(Texto proporcionado)
++++++++

Da igual que sea oriundo de Valencia, del mismo lugar que el republicano Blasco Ibáñez, porque lo único que ha aprendido con las lecturas del escritor es que lo verdaderamente conveniente es tener una España ignorante y envilecida, en sensación general de decadencia y de vergüenza nacional.
Lo contemplo en las imágenes de televisión, con un lento pasear de paquidermo, una barriga cervecera y de buen vivir y unas volutas de humo que salen de entre sus dedos a consecuencia de un cigarro incandescente. Caliente como la mujer que lleva a su lado y que pasea junto a él, enamorada… de su poder y de su dinero.
Son imágenes trasladadas al siglo XXI que parecen extraídas de una novela tremendista, de ambiente sórdido. De injusticia de arrabal frente a la opulencia de los poderosos. Es como uno de esos capítulos de novela de lucha de clases que te dejan el asco en el cuerpo, de lucha por la vida donde las mujeres hacen lo que sea con tal de sacarse un dinero para sobrevivir, con tal de tener contento y erecto a su valedor. En ellas se percibe la mezquindad practicada por el derrochador que se aprovecha de la necesidad de los demás. Sí. De esos tipos que hacen de la necesidad virtud para sus propios fines. Tipos que tratan a las mujeres dulcemente hasta que, hastiado de ellas, deciden arrojarla a la papelera como un clínex sucio, como una compresa manchada de rastro menstrual.

++++++++

(Conjunto de datos)
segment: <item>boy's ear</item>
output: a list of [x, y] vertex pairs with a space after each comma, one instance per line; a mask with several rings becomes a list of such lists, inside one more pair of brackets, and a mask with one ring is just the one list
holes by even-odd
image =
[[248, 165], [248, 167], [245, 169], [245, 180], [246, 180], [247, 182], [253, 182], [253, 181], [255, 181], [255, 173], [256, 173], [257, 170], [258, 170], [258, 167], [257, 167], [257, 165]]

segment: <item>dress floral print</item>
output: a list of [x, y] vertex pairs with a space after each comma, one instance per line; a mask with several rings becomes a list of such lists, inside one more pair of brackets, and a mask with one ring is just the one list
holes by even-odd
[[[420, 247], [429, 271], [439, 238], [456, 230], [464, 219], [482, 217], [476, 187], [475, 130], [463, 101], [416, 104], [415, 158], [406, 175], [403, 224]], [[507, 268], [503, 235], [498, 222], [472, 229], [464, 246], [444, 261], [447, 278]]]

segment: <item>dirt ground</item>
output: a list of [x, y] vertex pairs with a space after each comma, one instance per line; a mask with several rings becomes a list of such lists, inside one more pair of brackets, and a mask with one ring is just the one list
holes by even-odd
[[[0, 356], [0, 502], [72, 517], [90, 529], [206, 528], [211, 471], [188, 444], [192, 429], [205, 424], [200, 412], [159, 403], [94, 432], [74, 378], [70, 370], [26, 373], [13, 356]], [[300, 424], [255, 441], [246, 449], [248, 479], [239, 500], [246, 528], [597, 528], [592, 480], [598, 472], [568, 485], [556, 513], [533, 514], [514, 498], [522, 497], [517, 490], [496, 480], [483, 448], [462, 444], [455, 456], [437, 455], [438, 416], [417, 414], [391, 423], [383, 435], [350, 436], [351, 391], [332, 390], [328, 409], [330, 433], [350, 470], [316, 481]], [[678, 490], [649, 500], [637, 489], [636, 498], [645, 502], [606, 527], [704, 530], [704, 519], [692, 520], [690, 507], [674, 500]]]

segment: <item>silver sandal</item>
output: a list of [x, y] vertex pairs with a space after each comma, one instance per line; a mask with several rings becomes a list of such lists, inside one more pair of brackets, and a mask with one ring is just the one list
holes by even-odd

++++++++

(Aplica lo leído)
• a. Reproduce al pie de la letra el tramo del texto proporcionado que va desde "Da igual que" hasta "de su dinero.".
• b. Según el texto proporcionado, ¿con qué escritor comparte lugar de origen el hombre que aparece en las imágenes de televisión?
• c. Prolonga el texto proporcionado sobre el hombre poderoso de las imágenes de televisión, empezando justo después de su última oración.

(Respuestas por tarea)
• a.
Da igual que sea oriundo de Valencia, del mismo lugar que el republicano Blasco Ibáñez, porque lo único que ha aprendido con las lecturas del escritor es que lo verdaderamente conveniente es tener una España ignorante y envilecida, en sensación general de decadencia y de vergüenza nacional.
Lo contemplo en las imágenes de televisión, con un lento pasear de paquidermo, una barriga cervecera y de buen vivir y unas volutas de humo que salen de entre sus dedos a consecuencia de un cigarro incandescente. Caliente como la mujer que lleva a su lado y que pasea junto a él, enamorada… de su poder y de su dinero.

• b. Con el republicano Blasco Ibáñez, ya que ambos son de Valencia.

• c.
Todo ese sonido, todo ese ambiente me recuerda a las novelas de pensión y casa de huéspedes, de habitaciones por horas y de madame entrada en carnes con los ojos pintarrajeados de azul. De telarañas y de abortos silenciados como en la novela de Martín Santos.
Se puede percibir el olor a vómito y la náusea contenida por culpa de las bocanadas del ir y venir arrodillada frente a la falocracia. Son líneas de una literatura que huele a tabaco y a alcohol. Al beso pastoso y sucio de un sapo, como en La Regenta de Clarín. A la caricia de unos dedos amarillentos por culpa de la nicotina. Novelas de grasa en los cuellos de la camisa y lamparones de comidas opíparas en el pliegue de la corbata.
«Ese ambiente de barra de bar, de últimos de la noche, de chulos y floristas, de calles muertas en la madrugada y ascensores de luz amarilla», como escribiera Jaime Gil de Biedma, ha vuelto a resurgir al son de una manada de políticos.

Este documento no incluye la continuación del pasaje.